(Your instructions)
Which lines in the data contain the word "yellow"? Please copy each of them.

(Dataset entries)
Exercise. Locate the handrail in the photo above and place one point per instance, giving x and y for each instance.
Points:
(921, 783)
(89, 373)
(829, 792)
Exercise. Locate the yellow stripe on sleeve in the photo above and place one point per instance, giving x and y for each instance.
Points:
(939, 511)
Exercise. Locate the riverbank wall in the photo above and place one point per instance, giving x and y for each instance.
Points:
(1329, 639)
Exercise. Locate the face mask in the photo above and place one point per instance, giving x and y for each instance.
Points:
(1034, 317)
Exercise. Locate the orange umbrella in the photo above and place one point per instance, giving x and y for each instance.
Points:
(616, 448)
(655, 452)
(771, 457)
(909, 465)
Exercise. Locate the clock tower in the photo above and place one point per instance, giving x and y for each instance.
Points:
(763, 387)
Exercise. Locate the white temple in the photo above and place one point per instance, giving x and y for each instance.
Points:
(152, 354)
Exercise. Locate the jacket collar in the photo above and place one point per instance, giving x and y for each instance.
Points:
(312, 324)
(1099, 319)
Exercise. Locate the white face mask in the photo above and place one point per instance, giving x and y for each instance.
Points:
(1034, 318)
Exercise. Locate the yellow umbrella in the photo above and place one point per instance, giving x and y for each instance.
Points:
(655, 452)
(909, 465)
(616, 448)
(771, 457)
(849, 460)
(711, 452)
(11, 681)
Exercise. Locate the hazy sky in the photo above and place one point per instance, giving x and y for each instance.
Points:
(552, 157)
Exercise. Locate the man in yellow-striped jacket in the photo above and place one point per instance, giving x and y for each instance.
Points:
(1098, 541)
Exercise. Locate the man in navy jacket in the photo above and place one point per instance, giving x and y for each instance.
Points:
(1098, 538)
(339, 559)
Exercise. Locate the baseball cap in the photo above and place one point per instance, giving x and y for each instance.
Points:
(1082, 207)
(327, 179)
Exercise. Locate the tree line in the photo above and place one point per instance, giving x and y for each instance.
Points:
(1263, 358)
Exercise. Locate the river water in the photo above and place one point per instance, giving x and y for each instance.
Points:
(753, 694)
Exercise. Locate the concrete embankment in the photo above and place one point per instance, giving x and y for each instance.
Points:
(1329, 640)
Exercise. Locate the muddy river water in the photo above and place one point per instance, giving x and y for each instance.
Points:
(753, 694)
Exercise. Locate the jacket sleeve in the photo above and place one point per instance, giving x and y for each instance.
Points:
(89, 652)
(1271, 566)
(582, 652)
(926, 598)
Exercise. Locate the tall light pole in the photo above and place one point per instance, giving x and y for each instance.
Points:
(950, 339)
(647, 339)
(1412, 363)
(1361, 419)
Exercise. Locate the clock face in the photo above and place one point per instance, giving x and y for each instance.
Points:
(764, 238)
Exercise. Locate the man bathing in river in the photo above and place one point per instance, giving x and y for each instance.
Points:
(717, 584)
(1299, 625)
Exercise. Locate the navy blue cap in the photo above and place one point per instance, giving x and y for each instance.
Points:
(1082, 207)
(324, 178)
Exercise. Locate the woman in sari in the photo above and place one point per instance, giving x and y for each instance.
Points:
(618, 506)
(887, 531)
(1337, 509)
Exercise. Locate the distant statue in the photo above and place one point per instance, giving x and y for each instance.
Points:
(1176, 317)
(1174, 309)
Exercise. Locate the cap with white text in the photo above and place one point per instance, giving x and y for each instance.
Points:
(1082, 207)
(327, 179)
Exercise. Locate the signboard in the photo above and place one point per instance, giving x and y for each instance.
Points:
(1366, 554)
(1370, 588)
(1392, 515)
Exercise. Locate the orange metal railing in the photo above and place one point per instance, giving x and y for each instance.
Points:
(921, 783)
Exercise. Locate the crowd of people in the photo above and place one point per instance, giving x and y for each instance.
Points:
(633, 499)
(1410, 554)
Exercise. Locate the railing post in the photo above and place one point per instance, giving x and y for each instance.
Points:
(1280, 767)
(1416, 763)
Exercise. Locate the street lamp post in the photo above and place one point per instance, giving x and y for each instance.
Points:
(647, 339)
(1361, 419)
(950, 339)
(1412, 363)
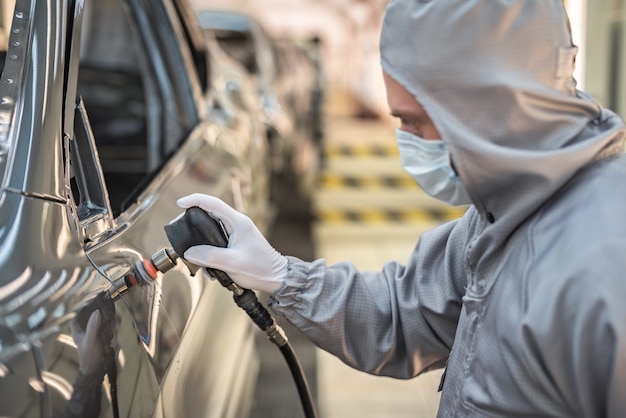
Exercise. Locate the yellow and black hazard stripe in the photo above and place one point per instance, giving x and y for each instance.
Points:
(332, 181)
(400, 216)
(357, 150)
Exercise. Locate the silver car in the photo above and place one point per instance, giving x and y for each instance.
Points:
(109, 111)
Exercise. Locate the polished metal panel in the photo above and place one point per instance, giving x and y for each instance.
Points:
(95, 149)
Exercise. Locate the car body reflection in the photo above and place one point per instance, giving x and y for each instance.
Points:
(110, 110)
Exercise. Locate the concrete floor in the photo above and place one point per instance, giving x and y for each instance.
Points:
(356, 216)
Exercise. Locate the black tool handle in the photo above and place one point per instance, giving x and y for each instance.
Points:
(197, 227)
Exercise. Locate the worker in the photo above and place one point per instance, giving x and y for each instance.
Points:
(522, 299)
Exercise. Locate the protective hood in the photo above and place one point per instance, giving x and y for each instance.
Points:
(496, 78)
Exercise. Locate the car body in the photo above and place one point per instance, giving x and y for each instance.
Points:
(110, 111)
(274, 67)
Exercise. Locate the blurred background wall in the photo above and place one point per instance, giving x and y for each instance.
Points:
(349, 30)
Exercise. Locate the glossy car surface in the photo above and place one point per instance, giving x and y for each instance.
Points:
(110, 110)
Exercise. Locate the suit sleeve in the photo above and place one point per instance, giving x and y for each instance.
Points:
(396, 322)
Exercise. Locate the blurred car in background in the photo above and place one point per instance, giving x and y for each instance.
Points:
(286, 80)
(110, 110)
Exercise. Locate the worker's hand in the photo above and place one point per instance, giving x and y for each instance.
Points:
(249, 259)
(89, 348)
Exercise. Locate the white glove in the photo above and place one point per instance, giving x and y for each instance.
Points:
(249, 259)
(88, 345)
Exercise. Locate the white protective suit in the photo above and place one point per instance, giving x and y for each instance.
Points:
(524, 297)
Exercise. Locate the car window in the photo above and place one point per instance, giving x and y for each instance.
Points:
(195, 41)
(123, 100)
(6, 14)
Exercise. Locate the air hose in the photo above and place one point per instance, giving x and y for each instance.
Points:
(197, 227)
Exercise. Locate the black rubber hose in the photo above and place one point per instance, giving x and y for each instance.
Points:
(298, 377)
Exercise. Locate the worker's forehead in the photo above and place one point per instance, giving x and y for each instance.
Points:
(400, 100)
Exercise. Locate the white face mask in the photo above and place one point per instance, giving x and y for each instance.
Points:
(428, 162)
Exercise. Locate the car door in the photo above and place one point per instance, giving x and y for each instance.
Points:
(103, 133)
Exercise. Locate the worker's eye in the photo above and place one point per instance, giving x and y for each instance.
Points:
(411, 125)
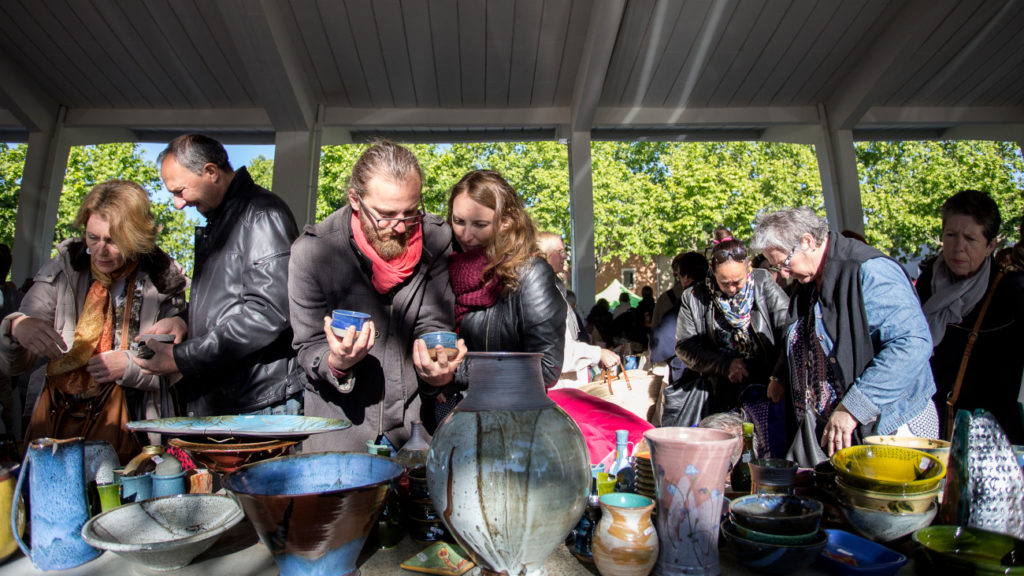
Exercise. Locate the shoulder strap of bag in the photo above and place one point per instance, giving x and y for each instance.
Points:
(971, 339)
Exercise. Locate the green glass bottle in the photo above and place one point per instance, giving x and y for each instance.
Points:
(740, 476)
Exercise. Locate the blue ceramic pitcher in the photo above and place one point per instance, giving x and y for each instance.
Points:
(57, 503)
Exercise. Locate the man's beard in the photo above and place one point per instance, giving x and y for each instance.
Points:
(387, 243)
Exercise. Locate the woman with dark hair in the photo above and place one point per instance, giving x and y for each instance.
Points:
(507, 298)
(83, 313)
(727, 334)
(857, 350)
(954, 287)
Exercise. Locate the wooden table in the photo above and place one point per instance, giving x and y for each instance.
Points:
(240, 552)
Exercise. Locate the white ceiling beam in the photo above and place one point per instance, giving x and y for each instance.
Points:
(665, 117)
(400, 117)
(881, 65)
(259, 30)
(932, 116)
(225, 118)
(605, 17)
(24, 98)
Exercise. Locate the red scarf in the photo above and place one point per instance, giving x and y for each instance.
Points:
(388, 274)
(466, 271)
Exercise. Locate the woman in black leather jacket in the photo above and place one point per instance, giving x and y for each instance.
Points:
(728, 334)
(506, 298)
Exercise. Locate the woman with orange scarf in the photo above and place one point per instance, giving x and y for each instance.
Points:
(85, 309)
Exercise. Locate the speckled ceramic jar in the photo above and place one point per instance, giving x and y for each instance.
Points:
(626, 542)
(508, 470)
(689, 477)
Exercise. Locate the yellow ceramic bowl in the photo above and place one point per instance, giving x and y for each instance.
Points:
(888, 468)
(895, 503)
(937, 448)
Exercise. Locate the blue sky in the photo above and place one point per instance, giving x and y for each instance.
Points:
(239, 155)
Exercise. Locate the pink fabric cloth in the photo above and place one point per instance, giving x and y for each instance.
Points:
(598, 419)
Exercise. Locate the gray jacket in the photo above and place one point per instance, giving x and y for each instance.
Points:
(58, 294)
(380, 394)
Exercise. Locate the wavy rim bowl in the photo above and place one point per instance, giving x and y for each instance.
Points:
(95, 540)
(888, 468)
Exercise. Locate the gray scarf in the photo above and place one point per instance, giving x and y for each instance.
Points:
(952, 299)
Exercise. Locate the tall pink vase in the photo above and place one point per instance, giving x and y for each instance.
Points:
(689, 477)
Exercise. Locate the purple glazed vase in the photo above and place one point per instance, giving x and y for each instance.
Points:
(689, 477)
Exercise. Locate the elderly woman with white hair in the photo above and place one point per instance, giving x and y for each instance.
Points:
(857, 345)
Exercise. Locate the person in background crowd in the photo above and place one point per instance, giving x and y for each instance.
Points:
(579, 355)
(238, 358)
(506, 298)
(857, 351)
(382, 255)
(687, 268)
(728, 334)
(599, 323)
(84, 311)
(953, 287)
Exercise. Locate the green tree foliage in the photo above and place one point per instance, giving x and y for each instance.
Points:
(261, 169)
(903, 186)
(11, 167)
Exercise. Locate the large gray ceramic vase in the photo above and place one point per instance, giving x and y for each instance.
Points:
(508, 469)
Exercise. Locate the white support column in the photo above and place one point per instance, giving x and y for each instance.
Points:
(582, 217)
(296, 172)
(840, 183)
(42, 182)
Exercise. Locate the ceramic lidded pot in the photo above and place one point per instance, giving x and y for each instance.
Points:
(626, 542)
(313, 511)
(689, 478)
(508, 470)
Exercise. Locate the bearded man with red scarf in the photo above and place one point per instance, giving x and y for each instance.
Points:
(381, 255)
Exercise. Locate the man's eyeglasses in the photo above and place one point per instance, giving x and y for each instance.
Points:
(734, 253)
(785, 263)
(380, 222)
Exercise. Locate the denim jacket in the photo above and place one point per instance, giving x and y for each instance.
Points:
(897, 384)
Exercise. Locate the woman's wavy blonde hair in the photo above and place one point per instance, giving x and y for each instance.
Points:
(512, 244)
(125, 206)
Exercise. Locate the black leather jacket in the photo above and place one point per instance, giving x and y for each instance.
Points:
(529, 319)
(239, 356)
(695, 343)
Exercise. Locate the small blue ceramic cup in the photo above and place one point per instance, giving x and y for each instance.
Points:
(169, 485)
(136, 488)
(445, 339)
(342, 319)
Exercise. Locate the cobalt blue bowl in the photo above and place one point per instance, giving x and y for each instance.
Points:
(313, 511)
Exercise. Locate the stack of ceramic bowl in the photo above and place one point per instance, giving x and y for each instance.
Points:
(645, 476)
(775, 533)
(887, 491)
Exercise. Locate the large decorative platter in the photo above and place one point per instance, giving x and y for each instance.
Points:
(276, 426)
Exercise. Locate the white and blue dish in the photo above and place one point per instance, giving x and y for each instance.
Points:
(342, 319)
(266, 425)
(164, 534)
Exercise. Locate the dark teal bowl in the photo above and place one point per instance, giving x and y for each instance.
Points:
(773, 559)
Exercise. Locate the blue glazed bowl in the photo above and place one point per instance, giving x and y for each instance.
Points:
(444, 339)
(849, 554)
(342, 319)
(773, 559)
(313, 511)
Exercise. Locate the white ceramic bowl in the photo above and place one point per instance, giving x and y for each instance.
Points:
(164, 533)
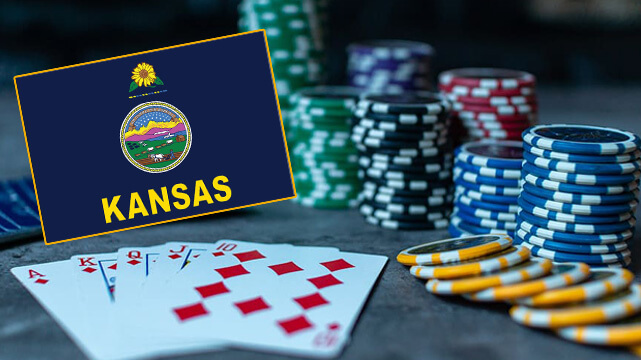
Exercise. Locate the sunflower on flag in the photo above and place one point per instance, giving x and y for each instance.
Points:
(144, 75)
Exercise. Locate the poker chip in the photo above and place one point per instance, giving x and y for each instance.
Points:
(532, 269)
(592, 239)
(581, 139)
(560, 256)
(500, 260)
(577, 228)
(584, 168)
(578, 158)
(600, 283)
(581, 219)
(453, 250)
(569, 247)
(389, 66)
(580, 189)
(488, 172)
(492, 154)
(323, 159)
(561, 275)
(417, 102)
(488, 104)
(581, 179)
(405, 170)
(626, 332)
(580, 199)
(614, 307)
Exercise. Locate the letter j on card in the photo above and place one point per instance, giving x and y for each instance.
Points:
(154, 136)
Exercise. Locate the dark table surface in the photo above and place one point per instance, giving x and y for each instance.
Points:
(400, 321)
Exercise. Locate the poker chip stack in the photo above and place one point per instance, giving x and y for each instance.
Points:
(404, 160)
(390, 66)
(490, 103)
(487, 176)
(323, 158)
(294, 30)
(579, 193)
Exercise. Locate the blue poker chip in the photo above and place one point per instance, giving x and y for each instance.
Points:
(485, 214)
(485, 180)
(478, 196)
(577, 228)
(571, 248)
(560, 256)
(553, 155)
(476, 230)
(485, 205)
(485, 223)
(499, 154)
(489, 189)
(581, 139)
(583, 168)
(592, 239)
(489, 172)
(580, 199)
(573, 218)
(594, 210)
(457, 232)
(580, 179)
(574, 188)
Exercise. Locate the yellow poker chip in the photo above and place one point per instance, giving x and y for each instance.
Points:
(532, 269)
(615, 307)
(453, 250)
(561, 275)
(602, 282)
(497, 261)
(626, 332)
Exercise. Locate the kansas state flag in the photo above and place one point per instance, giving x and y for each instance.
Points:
(154, 136)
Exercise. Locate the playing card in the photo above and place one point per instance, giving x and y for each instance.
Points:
(300, 301)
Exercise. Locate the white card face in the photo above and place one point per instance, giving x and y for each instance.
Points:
(300, 301)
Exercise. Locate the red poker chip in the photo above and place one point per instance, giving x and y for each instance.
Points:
(490, 78)
(497, 125)
(501, 110)
(481, 116)
(460, 90)
(494, 100)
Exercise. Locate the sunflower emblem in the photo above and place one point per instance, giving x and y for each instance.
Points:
(144, 75)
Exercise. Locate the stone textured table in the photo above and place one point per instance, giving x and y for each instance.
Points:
(400, 321)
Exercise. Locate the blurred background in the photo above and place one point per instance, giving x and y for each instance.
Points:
(563, 42)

(Solution for this problem)
Exercise. Locate the yellow stripe on sleeve in the photo above and place one point per instance, giving x and y for each instance.
Exercise. Locate the yellow umbrella in the photo above and place one point per instance, giving x and y for each instance.
Exercise. Locate the man in yellow-striped jacket in the photo above and place one point per instance, giving x and y for each instance.
Exercise. Locate the yellow and black hazard stripe in the photo above and place one point per instance, giving x and y for each instance.
Exercise. Locate the yellow ceramic bowl in the photo above and place one point per instance, giving x and y for each instance.
Exercise. Locate the yellow poker chip in the photo above and place one point per instance, giving x and y for each instance.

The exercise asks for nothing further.